(Region labeling records)

++++++++++

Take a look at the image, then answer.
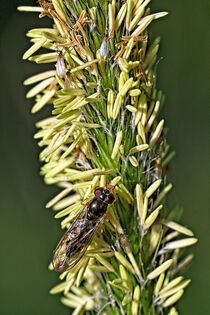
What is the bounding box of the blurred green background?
[0,0,210,315]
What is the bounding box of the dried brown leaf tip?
[19,0,197,315]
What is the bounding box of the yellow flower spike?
[23,38,46,60]
[108,3,115,37]
[163,290,184,308]
[159,280,191,299]
[122,295,132,306]
[168,307,179,315]
[22,0,197,315]
[159,276,183,294]
[171,254,194,275]
[129,144,149,154]
[154,184,173,207]
[147,259,173,280]
[136,184,143,218]
[131,16,154,36]
[119,78,133,96]
[72,304,85,315]
[70,59,99,73]
[117,58,129,73]
[129,0,151,32]
[114,251,135,274]
[123,37,134,59]
[144,179,162,198]
[149,119,164,148]
[112,93,123,119]
[163,237,198,251]
[145,101,160,132]
[110,176,121,186]
[131,285,141,315]
[149,221,162,255]
[162,219,194,236]
[52,0,70,23]
[141,196,148,225]
[100,175,106,187]
[23,70,56,85]
[17,6,44,12]
[111,131,123,160]
[125,0,133,30]
[144,205,163,230]
[137,122,146,144]
[128,156,139,167]
[125,105,137,113]
[26,77,55,98]
[115,3,127,31]
[119,71,129,91]
[128,89,141,96]
[119,265,132,290]
[95,254,115,272]
[107,89,114,118]
[120,235,142,279]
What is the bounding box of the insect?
[53,185,115,272]
[56,51,66,78]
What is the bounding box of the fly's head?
[94,185,115,205]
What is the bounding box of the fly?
[53,185,115,272]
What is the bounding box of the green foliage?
[19,0,197,315]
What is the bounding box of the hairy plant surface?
[19,0,197,315]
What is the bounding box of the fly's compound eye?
[94,187,104,198]
[104,193,115,204]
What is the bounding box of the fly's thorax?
[88,197,108,220]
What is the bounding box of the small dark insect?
[53,185,115,272]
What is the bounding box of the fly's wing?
[53,207,103,272]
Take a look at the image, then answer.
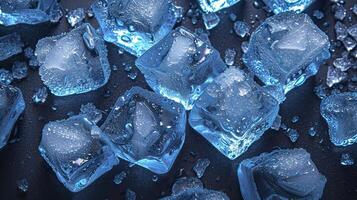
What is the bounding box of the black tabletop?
[0,0,357,200]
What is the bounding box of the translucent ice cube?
[243,12,330,92]
[189,68,279,160]
[238,149,326,200]
[0,83,25,148]
[136,27,226,110]
[39,115,118,192]
[101,87,186,174]
[320,92,357,146]
[0,33,24,61]
[92,0,180,56]
[263,0,315,14]
[36,24,110,96]
[198,0,240,12]
[0,0,63,26]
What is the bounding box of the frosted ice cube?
[92,0,180,56]
[243,12,330,93]
[238,149,326,200]
[36,24,110,96]
[101,87,186,174]
[263,0,315,14]
[0,0,63,26]
[0,83,25,149]
[135,27,226,110]
[189,68,279,160]
[320,92,357,146]
[198,0,240,12]
[39,115,119,192]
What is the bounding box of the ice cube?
[136,27,226,110]
[161,177,229,200]
[36,24,110,96]
[189,68,279,160]
[0,83,25,149]
[263,0,315,14]
[92,0,180,56]
[243,12,330,93]
[238,149,326,200]
[39,115,119,192]
[0,33,24,61]
[0,0,63,26]
[320,92,357,146]
[101,87,186,174]
[198,0,240,13]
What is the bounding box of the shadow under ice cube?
[39,115,119,192]
[101,87,186,174]
[0,0,63,26]
[320,92,357,146]
[243,12,330,93]
[0,83,25,149]
[238,149,326,200]
[189,68,279,160]
[92,0,181,56]
[263,0,315,14]
[36,24,110,96]
[198,0,240,13]
[135,27,226,110]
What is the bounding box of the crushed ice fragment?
[0,69,14,85]
[172,177,203,194]
[32,86,48,104]
[263,0,315,14]
[135,27,226,110]
[193,158,211,178]
[0,83,25,149]
[224,48,237,66]
[0,33,24,61]
[320,92,357,146]
[39,115,119,192]
[17,179,29,193]
[340,153,355,166]
[238,149,326,200]
[92,0,181,56]
[198,0,240,13]
[66,8,86,27]
[36,24,110,96]
[0,0,63,26]
[113,171,126,185]
[326,66,347,87]
[101,87,186,174]
[202,13,220,30]
[243,12,330,93]
[80,103,103,123]
[189,67,279,160]
[12,61,28,80]
[233,21,250,38]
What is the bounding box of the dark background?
[0,0,357,200]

++++++++++

Convert the lines of the records into a Markdown table with the columns Row and Line, starting with the line that contains "What is the bounding box of the green" and going on through the line that contains "[53,207,103,272]". Number each line in Row, and leave out any blank lines.

| Row | Line |
|---|---|
| 1 | What is the bounding box of the green foliage? |
| 2 | [19,0,197,315] |
| 3 | What is the bounding box of the hairy plant surface? |
| 4 | [19,0,197,315] |
| 5 | What is the bounding box of the fly's compound eye? |
| 6 | [94,187,104,198] |
| 7 | [104,193,115,204] |
| 8 | What is the bounding box of the fly's thorax? |
| 9 | [88,197,108,220] |
| 10 | What is the bounding box of the small dark insect? |
| 11 | [53,185,115,272] |
| 12 | What is the bounding box of the fly's wing? |
| 13 | [53,207,103,272] |